Extract to read:
Segment Open

A Chinese naval Z-9 helicopter prepares to land aboard the People's Liberation Army (Navy) frigate CNS Huangshan (FFG-570) as the ship conducts a series of maneuvers and exchanges with the Arleigh Burke-class guided-missile destroyer USS Sterett (DDG 104) in the South China Sea June 16, 2017/Reuters
A Chinese naval Z-9 helicopter prepares to land aboard the People's Liberation Army (Navy) frigate CNS Huangshan (FFG-570) as the ship conducts a series of maneuvers and exchanges with the Arleigh Burke-class guided-missile destroyer USS Sterett (DDG 104) in the South China Sea June 16, 2017/Reuters

A Chinese Navy survey vessel briefly entered Japanese territorial waters on Saturday, Japan's defence ministry said.

Segment Closed

Records shown:
Segment Open

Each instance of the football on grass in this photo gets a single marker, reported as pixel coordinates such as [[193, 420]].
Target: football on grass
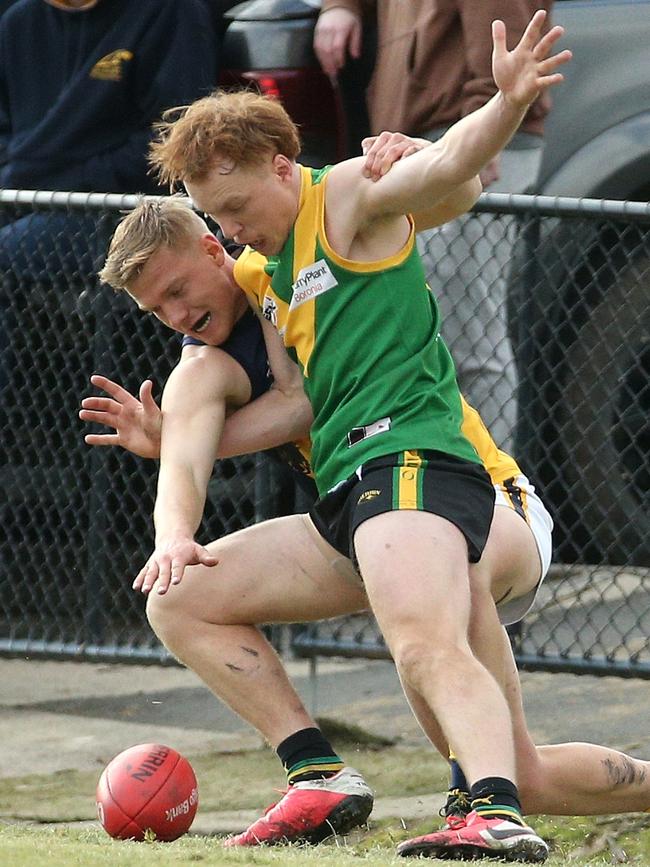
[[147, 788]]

Segment Closed
Segment Open

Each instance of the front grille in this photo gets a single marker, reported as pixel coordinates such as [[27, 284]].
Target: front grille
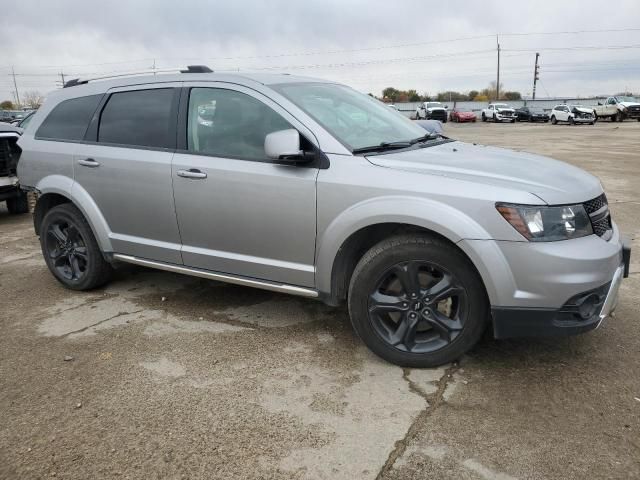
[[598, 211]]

Segment Closed

Things to do:
A. In the news excerpt about Chinese naval ships, which ship was the frigate Huangshan doing maneuvers and exchanges with?
B. Say whether each statement agrees with the news excerpt about Chinese naval ships, answering yes or no and quoting the words of the excerpt that decide it.
(i) The Z-9 helicopter was getting ready to land on the USS Sterett.
(ii) The maneuvers and exchanges took place in the South China Sea.
(iii) Japan's defence ministry reported that a Chinese Navy survey vessel entered Japanese territorial waters.
C. Write the next part of the news excerpt about Chinese naval ships, picking up after its last sentence.

Task-by-task results:
A. The Arleigh Burke-class guided-missile destroyer USS Sterett (DDG 104).

B.
(i) No: "prepares to land aboard the People's Liberation Army (Navy) frigate CNS Huangshan (FFG-570)"
(ii) Yes: "in the South China Sea June 16, 2017"
(iii) Yes: "A Chinese Navy survey vessel briefly entered Japanese territorial waters on Saturday, Japan's defence ministry said."

C.
The ship was detected in Japanese territory off the coast of Kagoshima Prefecture, in the southwest of the country, at around 6 a.m. local time (2100 GMT Friday), and had departed by 7:53 a.m., the ministry said on its website, Reuters reported.

This is the tenth time over the past year that a Chinese Navy survey ship has sailed through Japan's territorial waters, and the 13th time if submarines and intelligence-gathering vessels are included, according to national broadcaster NHK.